Violences en Guadeloupe : tous coupables !
La Guadeloupe est-elle condamnée à être violente ? Les derniers faits-divers tragiques ont amené Thierry Fundéré à se poser la question. Analyse.
Non, les faits de ces derniers jours n’ont pas replongé la Guadeloupe dans la violence. Elle y baigne constamment. Dans notre grande passivité, nous nous y sommes habitués. Quant aux autorités et à la classe politique locale, elles assistent avec la même impuissance au triste spectacle. Pour reprendre une expression chère à un de nos élus, est-il normal qu’alors que notre archipel se souvenait il y a peu, des conditions dans lesquelles le jeune Yohann Equinoxe, avait été poignardé à mort il y a un an, aux abords de la cité scolaire de Baimbridge, que deux autres lycéens comme lui, aient failli connaître le même sort le mercredi 22 novembre à la sortie des cours, blessés à coups de ciseau ?
Est-il normal que le racket n’ait jamais cessé aux abords de ces établissements, ni les trafics en tout genre ? Est-il normal que des petits délinquants, tous meurtriers potentiels, à l’affût de leurs proies vulnérables rodent en toute impunité autour de ces lycées ? Est-il normal que des profs mais aussi des élèves, soient roués de coups, que ces scènes insoutenables soient filmées et diffusées sur les réseaux sociaux, montrant d’autres lycéens hilares, témoins de ces faits d’une extrême gravité.

## Données d'annotation de lieux:
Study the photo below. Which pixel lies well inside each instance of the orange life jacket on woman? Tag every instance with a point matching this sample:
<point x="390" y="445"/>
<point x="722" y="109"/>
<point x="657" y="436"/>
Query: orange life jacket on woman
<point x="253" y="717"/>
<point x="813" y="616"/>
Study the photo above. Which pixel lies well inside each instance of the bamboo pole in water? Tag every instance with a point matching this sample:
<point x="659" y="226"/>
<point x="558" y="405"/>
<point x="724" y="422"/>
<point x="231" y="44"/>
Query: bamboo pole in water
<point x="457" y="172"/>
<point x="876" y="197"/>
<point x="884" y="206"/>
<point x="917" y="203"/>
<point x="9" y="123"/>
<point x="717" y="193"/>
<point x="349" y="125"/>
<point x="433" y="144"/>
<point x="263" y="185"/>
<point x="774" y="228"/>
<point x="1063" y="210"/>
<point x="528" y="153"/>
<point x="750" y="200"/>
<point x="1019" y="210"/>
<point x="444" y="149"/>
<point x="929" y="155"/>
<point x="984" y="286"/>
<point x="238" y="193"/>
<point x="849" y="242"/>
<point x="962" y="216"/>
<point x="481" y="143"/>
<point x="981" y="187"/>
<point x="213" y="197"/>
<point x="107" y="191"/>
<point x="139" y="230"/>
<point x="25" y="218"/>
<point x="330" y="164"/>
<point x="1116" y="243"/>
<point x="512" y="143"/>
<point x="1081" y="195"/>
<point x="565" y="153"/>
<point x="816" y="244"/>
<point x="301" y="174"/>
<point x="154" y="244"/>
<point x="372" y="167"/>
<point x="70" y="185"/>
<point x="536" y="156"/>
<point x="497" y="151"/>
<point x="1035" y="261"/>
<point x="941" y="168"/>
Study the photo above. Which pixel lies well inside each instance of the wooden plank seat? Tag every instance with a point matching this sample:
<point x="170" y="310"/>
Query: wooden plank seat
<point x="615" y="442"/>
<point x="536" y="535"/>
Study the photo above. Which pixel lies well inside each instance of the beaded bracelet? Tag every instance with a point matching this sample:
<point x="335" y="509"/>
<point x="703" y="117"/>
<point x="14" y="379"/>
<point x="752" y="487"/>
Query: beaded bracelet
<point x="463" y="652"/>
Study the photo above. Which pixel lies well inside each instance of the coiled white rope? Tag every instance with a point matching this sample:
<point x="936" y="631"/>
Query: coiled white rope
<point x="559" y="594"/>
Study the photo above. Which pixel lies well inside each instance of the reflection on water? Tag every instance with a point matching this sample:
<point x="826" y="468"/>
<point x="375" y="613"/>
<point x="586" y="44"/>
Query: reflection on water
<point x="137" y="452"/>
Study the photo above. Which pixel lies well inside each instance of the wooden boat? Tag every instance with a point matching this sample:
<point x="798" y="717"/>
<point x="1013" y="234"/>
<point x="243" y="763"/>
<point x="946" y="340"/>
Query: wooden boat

## LISTE DES CONSIGNES:
• 1. Reproduisez à l'identique le passage de l'article sur la violence en Guadeloupe qui va de « La Guadeloupe est-elle » à « de ciseau ? ».
• 2. D'après l'article sur la violence en Guadeloupe, les affirmations suivantes sont-elles exactes ? (a) Yohann Equinoxe a été poignardé à mort aux abords de la cité scolaire de Baimbridge. (b) Les deux lycéens blessés le mercredi 22 novembre l'ont été à coups de couteau. (c) Le racket a cessé aux abords de ces établissements. Répondez par oui ou par non en citant les mots décisifs de l'article.
Ces données constituent un matériau distinct de l'article sur la violence en Guadeloupe.

## ÉLÉMENTS DE RÉPONSE:
• 1.
La Guadeloupe est-elle condamnée à être violente ? Les derniers faits-divers tragiques ont amené Thierry Fundéré à se poser la question. Analyse.
Non, les faits de ces derniers jours n’ont pas replongé la Guadeloupe dans la violence. Elle y baigne constamment. Dans notre grande passivité, nous nous y sommes habitués. Quant aux autorités et à la classe politique locale, elles assistent avec la même impuissance au triste spectacle. Pour reprendre une expression chère à un de nos élus, est-il normal qu’alors que notre archipel se souvenait il y a peu, des conditions dans lesquelles le jeune Yohann Equinoxe, avait été poignardé à mort il y a un an, aux abords de la cité scolaire de Baimbridge, que deux autres lycéens comme lui, aient failli connaître le même sort le mercredi 22 novembre à la sortie des cours, blessés à coups de ciseau ?

• 2.
(a) Oui : « le jeune Yohann Equinoxe, avait été poignardé à mort il y a un an, aux abords de la cité scolaire de Baimbridge ».
(b) Non : « blessés à coups de ciseau ».
(c) Non : « le racket n’ait jamais cessé aux abords de ces établissements ».